═══ Data in this exercise

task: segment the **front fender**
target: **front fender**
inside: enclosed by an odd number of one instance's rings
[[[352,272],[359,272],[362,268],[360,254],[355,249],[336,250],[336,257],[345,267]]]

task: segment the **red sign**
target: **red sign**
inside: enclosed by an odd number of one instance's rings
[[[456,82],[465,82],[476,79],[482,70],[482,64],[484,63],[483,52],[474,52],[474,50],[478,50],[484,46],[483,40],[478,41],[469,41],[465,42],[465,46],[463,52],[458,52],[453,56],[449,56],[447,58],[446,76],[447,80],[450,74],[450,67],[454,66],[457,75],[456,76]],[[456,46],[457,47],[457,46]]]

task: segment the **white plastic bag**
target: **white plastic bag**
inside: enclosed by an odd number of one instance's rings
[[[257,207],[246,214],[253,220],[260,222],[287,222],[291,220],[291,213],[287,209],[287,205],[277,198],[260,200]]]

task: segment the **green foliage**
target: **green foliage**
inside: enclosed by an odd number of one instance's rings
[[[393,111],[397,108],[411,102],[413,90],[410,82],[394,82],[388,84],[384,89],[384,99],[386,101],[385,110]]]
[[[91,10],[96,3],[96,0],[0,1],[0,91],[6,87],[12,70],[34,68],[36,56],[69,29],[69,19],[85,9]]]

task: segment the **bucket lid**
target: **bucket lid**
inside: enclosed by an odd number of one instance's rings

══════

• What the exercise asks: Write out every record, exactly as written.

• Reply:
task: segment the **front fender**
target: **front fender**
inside: enclosed by an odd number of one instance's rings
[[[352,272],[359,272],[362,268],[360,254],[355,249],[336,250],[336,257],[345,267]]]

task: segment the **red sign**
target: **red sign**
inside: enclosed by an odd number of one instance's rings
[[[456,82],[465,82],[476,79],[482,70],[482,64],[484,63],[483,52],[474,52],[474,50],[478,50],[484,46],[483,40],[478,41],[469,41],[465,42],[465,46],[463,52],[458,52],[453,56],[449,56],[447,58],[446,76],[447,80],[450,74],[450,67],[454,66],[457,75],[456,76]],[[456,46],[457,47],[457,46]]]

task: segment the **white plastic bag**
target: **white plastic bag**
inside: enclosed by an odd number of one instance's rings
[[[257,207],[246,214],[253,220],[260,222],[287,222],[291,220],[291,213],[287,209],[287,205],[277,198],[260,200]]]

task: segment the **green foliage**
target: **green foliage**
inside: enclosed by an odd number of one instance's rings
[[[393,111],[397,108],[411,102],[413,90],[410,82],[394,82],[388,84],[384,89],[384,99],[386,101],[385,110]]]
[[[91,10],[96,3],[96,0],[0,1],[0,91],[6,87],[12,70],[34,68],[36,56],[69,29],[69,19],[85,9]]]

task: segment the **bucket lid**
target: **bucket lid**
inside: enclosed by an odd number of one instance's rings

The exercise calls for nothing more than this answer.